▸ **Requirement a**: Find each line in the records that contains the word "roof", and copy those lines.

▸ **Text provided**:
____________________

# Battlefield 3 error



## v1ldburre (Oct 5, 2012)

Hello I bought the game on Origin and I had problem from signing up to EA games to playing the game. I get the error "Bad license Missing dll: dxgi.dll function:createdxgifactor1.

My os is vista 32bit, i called them twice and they only told me to upgrade to SP2 which I did. Still same error.

MY PC specs:

Motherboard: Nvidia 680i
GPU: Asus GTX 660
CPU: Q6600
Ram: 3gb ddr2

Very thankful for any help


----------



## ickymay (Jan 6, 2010)

sounds like a directX problem , make sure you have performed all updates for your system and make sure you have the current Microsoft .NET Framework.

Now find DXSETUP.EXE in your BF3 directory and run that as administrator,

On my system this is installed to the default path = c:\program files x86\origin games\battlefield 3\installer\directx\redist\DXSETUP.EXE

When that's complete restart your game and let us know if that has fixed it


----------



## v1ldburre (Oct 5, 2012)

Already done that and I still get the same error and directX is still on 10


----------



## ickymay (Jan 6, 2010)

have you tried running the game exe in different compatibility modes ?


----------



## v1ldburre (Oct 5, 2012)

I updated everything using windows update now atleast I can run the game with everything set on LOW at 1080p. When playing the campaign I get 40-50 fps. 

Yes online is pretty unplayable, My gpu and CPU are pretty good I guess the graphic card is 2 weeks old and should be able to max the game at playable fps. I dont know what is going here lol.


----------



## ickymay (Jan 6, 2010)

BF3 is a pretty resource hungry game, It easily uses over 1gb of vRam and I suspect theres a memory leak with the frostbite engine resulting in video thrashing even with high end cards, aalthough that's improving with the latest Nvidia drivers :thumb:

I reckon your CPU is your bottleneck as a dual core running at 2.4ghz.

I play with an i7 clocked at 4.1ghz 16gb ram and a clocked 670 with settings on Ultra, whereas for another system I built using an AMD 1090T with 8gb ram and a 560Ti it can only comfortably achieve settings set to high.


----------



## v1ldburre (Oct 5, 2012)

The q6600 is a quad core cpu  Im very confused I get higher fps when playing at 1920 x 1080. When playing at low settings i get around 20 fps. I tried Ultra and I got to max 40 fps. In battle it sometimes went below 20.

____________________

▸ **Supplied data**:
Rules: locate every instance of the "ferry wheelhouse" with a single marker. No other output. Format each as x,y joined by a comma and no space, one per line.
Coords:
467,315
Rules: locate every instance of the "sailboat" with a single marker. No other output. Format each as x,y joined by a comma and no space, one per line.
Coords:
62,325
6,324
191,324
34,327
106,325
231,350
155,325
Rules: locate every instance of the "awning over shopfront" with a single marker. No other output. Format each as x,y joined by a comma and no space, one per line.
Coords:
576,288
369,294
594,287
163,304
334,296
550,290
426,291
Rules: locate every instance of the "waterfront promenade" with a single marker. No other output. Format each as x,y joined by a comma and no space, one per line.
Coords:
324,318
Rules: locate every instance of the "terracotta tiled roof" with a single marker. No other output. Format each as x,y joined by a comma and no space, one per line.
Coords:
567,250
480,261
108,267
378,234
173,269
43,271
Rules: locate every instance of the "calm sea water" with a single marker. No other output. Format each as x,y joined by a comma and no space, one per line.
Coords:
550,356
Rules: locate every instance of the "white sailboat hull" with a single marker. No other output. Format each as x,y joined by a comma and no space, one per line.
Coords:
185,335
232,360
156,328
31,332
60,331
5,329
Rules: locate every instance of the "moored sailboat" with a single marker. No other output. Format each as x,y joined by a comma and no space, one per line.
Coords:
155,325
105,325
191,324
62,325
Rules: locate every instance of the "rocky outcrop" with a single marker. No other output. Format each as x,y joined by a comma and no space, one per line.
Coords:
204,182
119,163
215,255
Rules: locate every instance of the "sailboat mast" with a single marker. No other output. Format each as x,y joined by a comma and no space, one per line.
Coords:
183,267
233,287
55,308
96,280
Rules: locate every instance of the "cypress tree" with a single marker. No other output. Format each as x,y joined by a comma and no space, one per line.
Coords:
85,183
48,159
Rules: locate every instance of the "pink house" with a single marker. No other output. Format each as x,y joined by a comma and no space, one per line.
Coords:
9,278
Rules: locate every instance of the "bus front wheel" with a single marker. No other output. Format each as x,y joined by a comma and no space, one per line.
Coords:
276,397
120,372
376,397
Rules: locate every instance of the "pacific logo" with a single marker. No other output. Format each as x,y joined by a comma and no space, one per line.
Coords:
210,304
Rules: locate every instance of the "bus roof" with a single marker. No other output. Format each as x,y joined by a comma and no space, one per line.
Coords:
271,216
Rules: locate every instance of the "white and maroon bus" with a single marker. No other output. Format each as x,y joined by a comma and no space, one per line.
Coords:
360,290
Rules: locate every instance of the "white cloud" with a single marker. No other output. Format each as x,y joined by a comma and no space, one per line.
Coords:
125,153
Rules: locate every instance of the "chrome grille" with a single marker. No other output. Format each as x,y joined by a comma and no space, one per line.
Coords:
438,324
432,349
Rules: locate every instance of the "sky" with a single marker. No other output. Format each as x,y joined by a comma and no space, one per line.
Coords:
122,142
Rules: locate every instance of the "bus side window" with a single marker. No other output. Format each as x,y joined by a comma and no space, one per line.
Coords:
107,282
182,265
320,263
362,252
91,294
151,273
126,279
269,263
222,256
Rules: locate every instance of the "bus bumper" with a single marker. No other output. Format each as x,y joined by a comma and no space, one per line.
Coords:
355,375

____________________

▸ **Requirement b**:
Using the Battlefield 3 thread, answer these questions:
(i) Which graphics card is listed in the first post's PC specs?
(ii) Which file in the BF3 directory is the poster told to run as administrator?
(iii) What frame rate does the original poster report when playing the campaign after updating through Windows Update?

▸ **Output a**:
Rules: locate every instance of the "terracotta tiled roof" with a single marker. No other output. Format each as x,y joined by a comma and no space, one per line.
Rules: locate every instance of the "bus roof" with a single marker. No other output. Format each as x,y joined by a comma and no space, one per line.

▸ **Output b**:
(i) Asus GTX 660
(ii) DXSETUP.EXE
(iii) 40-50 fps